_To do_
Rewrite the stretch from the start of the rows through the line containing "[(530, 1172)]" as a numbered list, skipping blank lines and leaving the pictures out.

_Source data_
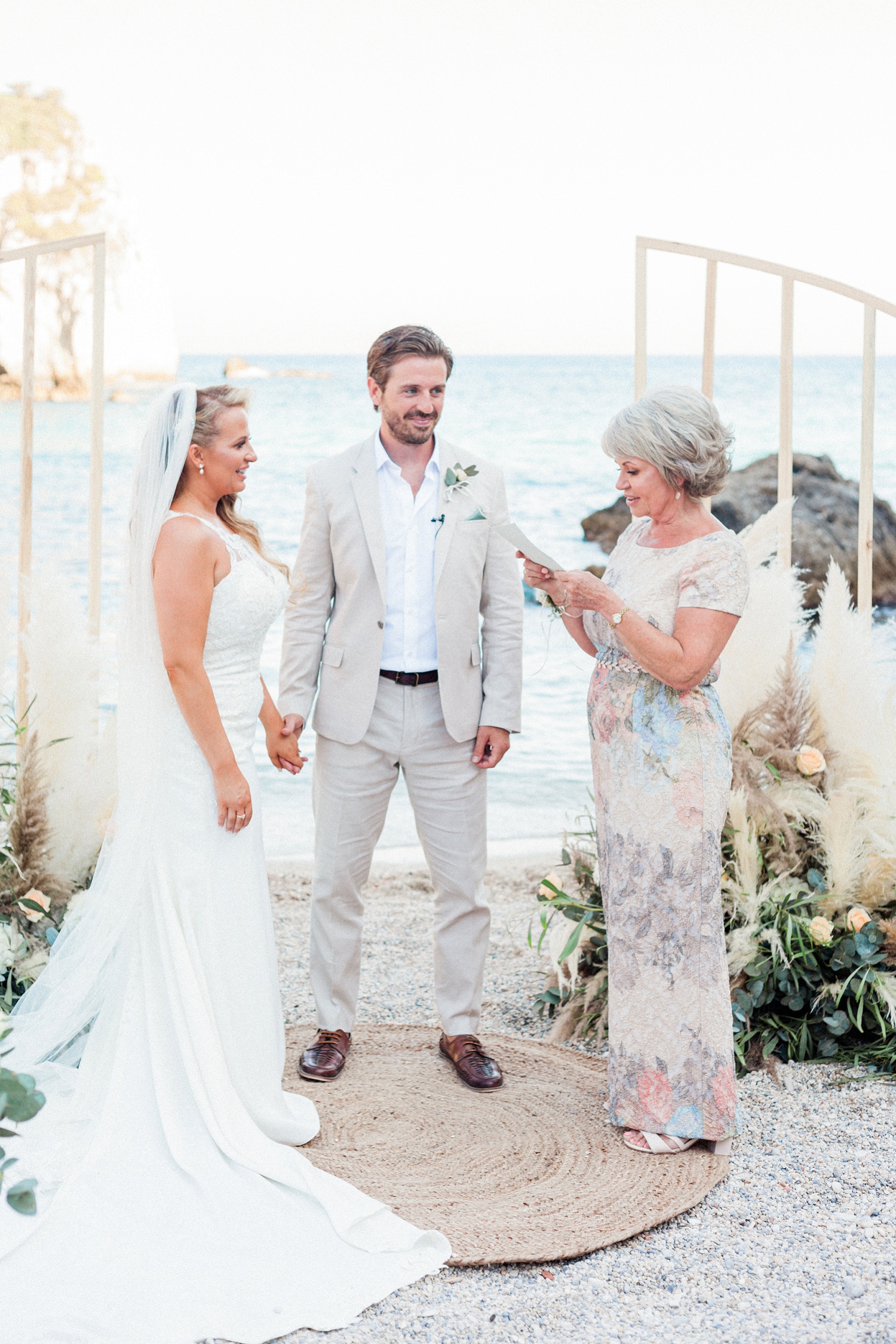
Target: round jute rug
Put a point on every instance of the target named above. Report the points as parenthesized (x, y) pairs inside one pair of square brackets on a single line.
[(530, 1172)]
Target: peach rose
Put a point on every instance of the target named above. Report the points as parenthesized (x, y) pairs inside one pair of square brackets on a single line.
[(655, 1093), (821, 929), (857, 919), (811, 761), (39, 899)]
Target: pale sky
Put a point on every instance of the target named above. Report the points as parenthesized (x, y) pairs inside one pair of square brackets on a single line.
[(300, 175)]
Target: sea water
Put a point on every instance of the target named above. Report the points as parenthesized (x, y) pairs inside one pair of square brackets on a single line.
[(541, 418)]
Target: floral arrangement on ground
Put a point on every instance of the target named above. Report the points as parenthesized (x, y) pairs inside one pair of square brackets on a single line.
[(809, 849)]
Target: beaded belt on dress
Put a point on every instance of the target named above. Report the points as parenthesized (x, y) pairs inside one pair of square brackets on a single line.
[(607, 657), (618, 659)]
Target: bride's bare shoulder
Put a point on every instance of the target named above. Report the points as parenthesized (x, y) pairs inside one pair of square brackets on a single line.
[(185, 541)]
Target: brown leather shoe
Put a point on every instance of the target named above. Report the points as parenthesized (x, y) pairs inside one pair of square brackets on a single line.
[(473, 1066), (324, 1060)]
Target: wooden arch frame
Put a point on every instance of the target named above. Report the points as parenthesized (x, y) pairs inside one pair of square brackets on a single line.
[(789, 276)]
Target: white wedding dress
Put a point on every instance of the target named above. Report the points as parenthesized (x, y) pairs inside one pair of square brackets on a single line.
[(171, 1203)]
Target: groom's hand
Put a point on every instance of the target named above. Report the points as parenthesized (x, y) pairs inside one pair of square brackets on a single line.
[(490, 745), (293, 724)]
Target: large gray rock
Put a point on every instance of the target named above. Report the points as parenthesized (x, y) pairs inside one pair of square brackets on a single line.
[(825, 521)]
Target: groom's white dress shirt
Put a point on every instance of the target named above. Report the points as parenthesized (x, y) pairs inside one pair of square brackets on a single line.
[(409, 526)]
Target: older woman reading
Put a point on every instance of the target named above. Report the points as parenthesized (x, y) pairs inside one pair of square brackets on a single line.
[(656, 624)]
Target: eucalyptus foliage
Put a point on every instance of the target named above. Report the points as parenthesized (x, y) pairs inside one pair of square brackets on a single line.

_Final result_
1. Target: round jute rug
2. Put a point on every instance of the target named above. Report the points as parenthesized (x, y) pairs inside one pair of square brackets on a single line.
3. [(530, 1172)]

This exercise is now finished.